_Exercise prompt_
Whatever appears in the records, retype it exactly, except for the pictures.

Dataset entries
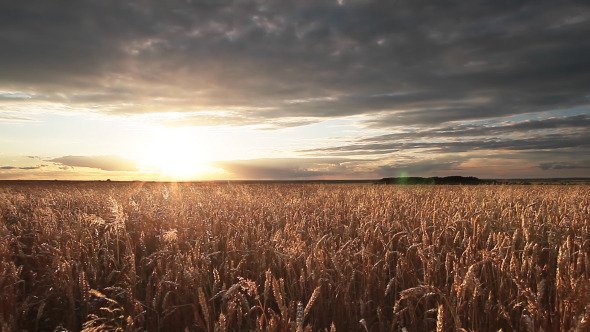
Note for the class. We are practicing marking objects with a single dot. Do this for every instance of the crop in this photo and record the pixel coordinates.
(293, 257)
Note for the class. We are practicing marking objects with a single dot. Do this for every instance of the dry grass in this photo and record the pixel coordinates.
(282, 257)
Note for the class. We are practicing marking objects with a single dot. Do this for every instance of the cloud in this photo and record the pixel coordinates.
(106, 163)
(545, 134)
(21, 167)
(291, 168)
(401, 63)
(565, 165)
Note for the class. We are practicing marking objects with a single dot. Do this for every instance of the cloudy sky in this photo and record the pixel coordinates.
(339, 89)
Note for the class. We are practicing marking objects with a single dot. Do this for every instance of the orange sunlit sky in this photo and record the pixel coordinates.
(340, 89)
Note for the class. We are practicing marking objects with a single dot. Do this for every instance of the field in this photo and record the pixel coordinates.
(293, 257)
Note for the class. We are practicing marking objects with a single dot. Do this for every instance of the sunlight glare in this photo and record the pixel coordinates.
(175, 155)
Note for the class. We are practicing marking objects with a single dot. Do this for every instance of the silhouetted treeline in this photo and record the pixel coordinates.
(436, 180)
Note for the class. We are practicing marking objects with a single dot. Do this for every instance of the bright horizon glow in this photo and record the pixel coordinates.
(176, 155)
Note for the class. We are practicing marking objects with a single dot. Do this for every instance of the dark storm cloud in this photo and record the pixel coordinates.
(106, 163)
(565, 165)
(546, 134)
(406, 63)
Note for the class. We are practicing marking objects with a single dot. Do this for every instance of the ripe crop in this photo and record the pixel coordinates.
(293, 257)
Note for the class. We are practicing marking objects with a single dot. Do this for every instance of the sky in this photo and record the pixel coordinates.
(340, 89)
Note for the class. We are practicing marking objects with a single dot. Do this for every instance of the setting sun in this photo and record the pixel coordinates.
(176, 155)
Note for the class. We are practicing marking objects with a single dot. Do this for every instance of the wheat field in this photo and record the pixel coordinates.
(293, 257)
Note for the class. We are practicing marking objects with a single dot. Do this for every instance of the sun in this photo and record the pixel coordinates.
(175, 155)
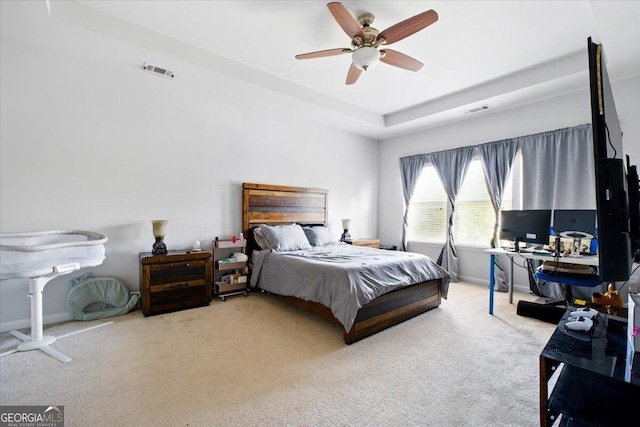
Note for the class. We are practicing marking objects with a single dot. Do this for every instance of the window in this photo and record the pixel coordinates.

_Response area_
Note for the class. We are practicing marking objects with a single dot. Do this for every instance of the crop in this photo and record the pixel coordinates.
(293, 257)
Note for the class. We are practicing marking objects with a single dot. Do this for every instance of the dry grass in this photo and record the pixel coordinates.
(282, 257)
Note for the class. We are practicing marking objects with a single dot. Do this for every instance of the cloud in this photo and record the pixel coordinates.
(106, 163)
(545, 134)
(21, 167)
(291, 168)
(401, 63)
(565, 165)
Note for the class. We are practicing marking objects with a single dot. Do this for every instance of the cloudy sky in this photo and record the pixel coordinates.
(339, 89)
Note for the class. We are practicing marking objects with a single dot. Do this for every instance of the orange sunlit sky in this photo and record the pixel coordinates.
(340, 89)
Note for the class. We are practicing marking objects with a single dot. Do this for every instance of the field in this photo and record the pixel coordinates.
(293, 257)
Note for the class. We are practicing marking objects with a single dot. Do this for every instance of the sunlight glare in this photo and record the pixel coordinates.
(175, 155)
Note for the class. We are practicing marking objects with a single dot. Do this for every instance of the silhouetted treeline in this photo and record the pixel coordinates.
(436, 180)
Note for the class. We are practicing marking objects with a single dot. Do this for every instance of the bright horizon glow in this photo and record the pixel coordinates.
(176, 155)
Note for the class. We are practicing marking objects with a single dot. Do this for every instance of the dark storm cloud in this photo and record the pixel coordinates.
(106, 163)
(565, 165)
(546, 134)
(406, 63)
Note for the class. We are practicing marking objects with a single dot. Do this for every instance of the ripe crop in this photo and record the pixel coordinates.
(293, 257)
Note for the class. We are practicing marking objects with a single dot. Do this for every instance of the sky in this photo and record the pixel coordinates.
(340, 89)
Note for the class. We are practicing marking objects with a single dot. Do this for every instance of the setting sun in this photo and record the pixel coordinates.
(176, 155)
Note for the class. We are practicing marking objects with a single dot. Do this for every instance of the wheat field in this photo and record the pixel coordinates.
(293, 257)
Note for the class. We are practicing marking objects with a single dot. Do this for every instance of the sun in this photo and record the pixel coordinates.
(175, 155)
Note for the class. We are practicing marking objects with a single dot. Do this for every instance of the window in this photo and record the pixel coordinates.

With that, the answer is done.